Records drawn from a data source

########

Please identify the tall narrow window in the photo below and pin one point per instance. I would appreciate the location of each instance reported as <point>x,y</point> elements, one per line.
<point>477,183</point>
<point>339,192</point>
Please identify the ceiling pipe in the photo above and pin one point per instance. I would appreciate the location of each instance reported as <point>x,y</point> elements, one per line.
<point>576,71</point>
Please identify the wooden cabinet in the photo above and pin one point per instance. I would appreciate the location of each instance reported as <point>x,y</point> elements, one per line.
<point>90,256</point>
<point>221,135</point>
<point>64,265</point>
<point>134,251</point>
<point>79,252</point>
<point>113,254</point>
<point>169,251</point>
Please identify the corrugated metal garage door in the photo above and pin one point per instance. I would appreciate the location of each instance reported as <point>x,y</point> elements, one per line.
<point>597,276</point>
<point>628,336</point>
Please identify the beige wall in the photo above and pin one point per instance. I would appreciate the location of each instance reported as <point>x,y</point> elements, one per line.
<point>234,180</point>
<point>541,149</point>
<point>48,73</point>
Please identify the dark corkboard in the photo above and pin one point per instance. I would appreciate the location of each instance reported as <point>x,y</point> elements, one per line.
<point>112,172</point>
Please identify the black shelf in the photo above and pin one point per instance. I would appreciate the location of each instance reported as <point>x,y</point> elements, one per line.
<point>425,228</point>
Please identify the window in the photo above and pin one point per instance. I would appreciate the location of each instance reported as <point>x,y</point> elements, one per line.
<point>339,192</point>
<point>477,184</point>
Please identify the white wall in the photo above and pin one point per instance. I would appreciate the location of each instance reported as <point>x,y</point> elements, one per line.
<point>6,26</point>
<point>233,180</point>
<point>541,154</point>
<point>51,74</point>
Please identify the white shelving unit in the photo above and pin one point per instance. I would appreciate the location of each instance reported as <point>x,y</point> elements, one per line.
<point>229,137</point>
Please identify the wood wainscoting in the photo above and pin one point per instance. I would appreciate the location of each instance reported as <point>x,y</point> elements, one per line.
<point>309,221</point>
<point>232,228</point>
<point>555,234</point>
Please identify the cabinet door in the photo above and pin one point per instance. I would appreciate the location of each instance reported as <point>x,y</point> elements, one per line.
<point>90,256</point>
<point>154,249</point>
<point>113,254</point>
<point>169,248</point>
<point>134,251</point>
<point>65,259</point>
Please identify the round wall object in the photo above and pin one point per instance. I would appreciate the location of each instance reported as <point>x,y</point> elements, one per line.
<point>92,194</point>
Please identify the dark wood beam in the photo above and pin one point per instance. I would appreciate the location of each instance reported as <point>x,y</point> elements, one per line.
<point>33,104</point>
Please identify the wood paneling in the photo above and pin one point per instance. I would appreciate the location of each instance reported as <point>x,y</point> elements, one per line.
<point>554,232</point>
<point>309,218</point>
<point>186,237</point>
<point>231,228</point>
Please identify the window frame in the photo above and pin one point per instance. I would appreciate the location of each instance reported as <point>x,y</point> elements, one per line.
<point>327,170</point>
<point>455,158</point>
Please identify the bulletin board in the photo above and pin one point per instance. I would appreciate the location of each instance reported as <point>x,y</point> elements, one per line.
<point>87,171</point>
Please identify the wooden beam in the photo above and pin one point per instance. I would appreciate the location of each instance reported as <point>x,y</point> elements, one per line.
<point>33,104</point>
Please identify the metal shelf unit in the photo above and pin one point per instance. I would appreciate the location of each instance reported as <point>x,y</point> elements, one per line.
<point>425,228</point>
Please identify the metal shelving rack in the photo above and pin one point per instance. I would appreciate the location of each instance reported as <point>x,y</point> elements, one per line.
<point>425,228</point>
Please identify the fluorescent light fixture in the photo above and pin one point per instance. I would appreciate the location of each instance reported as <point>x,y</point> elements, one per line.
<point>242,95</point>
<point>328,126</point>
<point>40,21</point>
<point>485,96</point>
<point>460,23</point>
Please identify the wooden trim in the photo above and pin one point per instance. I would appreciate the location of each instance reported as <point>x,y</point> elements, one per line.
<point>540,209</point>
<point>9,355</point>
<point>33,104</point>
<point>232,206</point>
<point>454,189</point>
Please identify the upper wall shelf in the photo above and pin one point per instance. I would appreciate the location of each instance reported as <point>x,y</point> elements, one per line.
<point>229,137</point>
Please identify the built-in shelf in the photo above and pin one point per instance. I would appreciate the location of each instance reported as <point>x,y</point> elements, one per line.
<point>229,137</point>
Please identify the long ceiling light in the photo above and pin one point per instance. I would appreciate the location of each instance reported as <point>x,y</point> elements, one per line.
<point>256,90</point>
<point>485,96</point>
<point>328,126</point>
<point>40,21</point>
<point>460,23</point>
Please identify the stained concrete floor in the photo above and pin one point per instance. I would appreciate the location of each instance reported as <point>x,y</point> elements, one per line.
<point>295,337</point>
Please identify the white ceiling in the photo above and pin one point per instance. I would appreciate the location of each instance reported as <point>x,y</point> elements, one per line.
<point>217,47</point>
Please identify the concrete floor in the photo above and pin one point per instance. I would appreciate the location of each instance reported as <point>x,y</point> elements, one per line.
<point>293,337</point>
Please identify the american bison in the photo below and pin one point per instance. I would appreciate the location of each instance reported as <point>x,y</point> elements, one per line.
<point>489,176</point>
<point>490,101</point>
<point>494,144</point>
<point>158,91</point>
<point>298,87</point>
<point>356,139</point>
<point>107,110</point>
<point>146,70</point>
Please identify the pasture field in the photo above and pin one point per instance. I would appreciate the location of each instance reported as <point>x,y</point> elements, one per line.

########

> [Given exercise]: Please copy all of the items above, reproducing each line without any change.

> [Worked answer]:
Please identify the tall narrow window in the photo below and pin one point per instance. I would appreciate the location of each instance reported as <point>x,y</point> elements, one per line.
<point>477,183</point>
<point>339,192</point>
Please identify the ceiling pipe in the photo above and pin one point per instance. I would appreciate the location of each instance reported as <point>x,y</point> elements, one per line.
<point>576,71</point>
Please identify the wooden cabinet in the photo above and pin one point per instance. I would appreciate the location of each instance reported as <point>x,y</point> elements, one per line.
<point>90,256</point>
<point>221,135</point>
<point>64,265</point>
<point>134,251</point>
<point>79,252</point>
<point>113,254</point>
<point>169,251</point>
Please identify the corrugated metal garage door in the photo above and pin one point per instance. I would appreciate the location of each instance reported as <point>x,y</point> elements, one per line.
<point>597,276</point>
<point>628,336</point>
Please identify the beige wall in the photo above and pin one point per instance. I would appreciate the location of each instance reported as <point>x,y</point> elements, one per line.
<point>234,180</point>
<point>541,149</point>
<point>48,73</point>
Please identify the dark corkboard in the photo above and pin one point per instance. I would appreciate the location of each instance reported as <point>x,y</point> elements, one per line.
<point>112,172</point>
Please identify the black shelf in the photo above and pin one point per instance. I would appreciate the location of each instance reported as <point>x,y</point> elements, one per line.
<point>425,228</point>
Please identify the window in the photo above and pin one point per instance. I would appreciate the location of each instance reported as <point>x,y</point> elements, one per line.
<point>339,192</point>
<point>477,184</point>
Please identify the white wall in the photo above and pin one point per instance. I would appreciate the location of each instance reported as <point>x,y</point> elements, one per line.
<point>6,26</point>
<point>233,180</point>
<point>541,154</point>
<point>51,74</point>
Please identify the white shelving unit in the photo above and pin one point per instance. I would appreciate the location of each instance reported as <point>x,y</point> elements, one per line.
<point>229,137</point>
Please identify the wood wainscoting in the photo above and pin one point per instance. I would appreciate the location of each instance reported as <point>x,y</point> elements, one per line.
<point>309,221</point>
<point>232,228</point>
<point>555,234</point>
Please identify the cabinet door in the photo above and pin one point per instance. I would appreciate the location of each instance reported as <point>x,y</point> elements, one per line.
<point>90,256</point>
<point>154,249</point>
<point>113,254</point>
<point>169,248</point>
<point>134,251</point>
<point>65,259</point>
Please identify the round wall object in the photo above and pin one point per instance. I would appreciate the location of each instance reported as <point>x,y</point> elements, one per line.
<point>92,194</point>
Please identify the dark wood beam in the photo above and pin one point per instance. I would appreciate the location of each instance reported as <point>x,y</point> elements, one per line.
<point>33,104</point>
Please identify the wood paneling in the photo above and pin one point per instance. I would appreciate the location of each instance reported as <point>x,y</point> elements, one per line.
<point>554,232</point>
<point>309,218</point>
<point>186,237</point>
<point>231,228</point>
Please identify the window frame in the photo above and pin one point per instance. I would appreciate the location of each instance reported as <point>x,y</point> elements, one per line.
<point>327,170</point>
<point>455,158</point>
Please identify the bulletin board in the photo above and pin one point per instance. I would appreciate the location of each instance reported as <point>x,y</point> elements, one per line.
<point>87,171</point>
Please identify the wooden beam in the photo above and pin one point per instance. I would appreciate the location of each instance reported as <point>x,y</point> elements, one per line.
<point>33,104</point>
Please identify the metal shelf unit in the photo above and pin one point per instance. I would appreciate the location of each instance reported as <point>x,y</point> elements, one per line.
<point>425,228</point>
Please identify the metal shelving rack in the photo above and pin one point per instance. I would appreciate the location of each instance reported as <point>x,y</point> elements, one per line.
<point>425,228</point>
Please identify the fluorescent light fixture in the photo above and pin one point per instance. I would appreciate the location of each instance reported as <point>x,y</point> elements, one per line.
<point>242,95</point>
<point>328,126</point>
<point>40,21</point>
<point>485,96</point>
<point>460,23</point>
Please identify the wooden trim in the photo above and pin one point per instance. I would appreciate the location of each instance reported as <point>x,y</point> elements, one per line.
<point>540,209</point>
<point>9,355</point>
<point>33,104</point>
<point>232,206</point>
<point>454,189</point>
Please identify the upper wall shelf in the photo above and pin one point per instance. I would appreciate the location of each instance reported as <point>x,y</point> elements, one per line.
<point>229,137</point>
Please identify the built-in shelf in the photo above and pin one point per instance. I would appreciate the location of each instance reported as <point>x,y</point> elements, one per line.
<point>229,137</point>
Please identify the long ceiling light in the photo above and pin one point per instance. I would appreciate the location of each instance reported as <point>x,y</point> elements, one per line.
<point>256,90</point>
<point>485,96</point>
<point>328,126</point>
<point>40,21</point>
<point>460,23</point>
Please identify the stained concrete floor in the photo above and pin one point per instance. I would appreciate the location of each instance reported as <point>x,y</point> elements, one per line.
<point>295,337</point>
Please identify the white ceiling in the photo above and pin one point per instance. I would appreciate the location of each instance reported as <point>x,y</point> elements, one per line.
<point>217,47</point>
Please identify the concrete floor in the photo above and pin one point per instance. I would appreciate the location of each instance reported as <point>x,y</point> elements, one per line.
<point>293,337</point>
Please identify the american bison in the photo below and pin one point per instance. I would appreciate the location of each instance reported as <point>x,y</point> elements, one per line.
<point>489,176</point>
<point>490,101</point>
<point>494,144</point>
<point>158,91</point>
<point>298,87</point>
<point>356,139</point>
<point>107,110</point>
<point>146,70</point>
Please identify the pasture field in the photo above and pin one point per instance. I would appreciate the location of each instance reported as <point>x,y</point> elements, one per line.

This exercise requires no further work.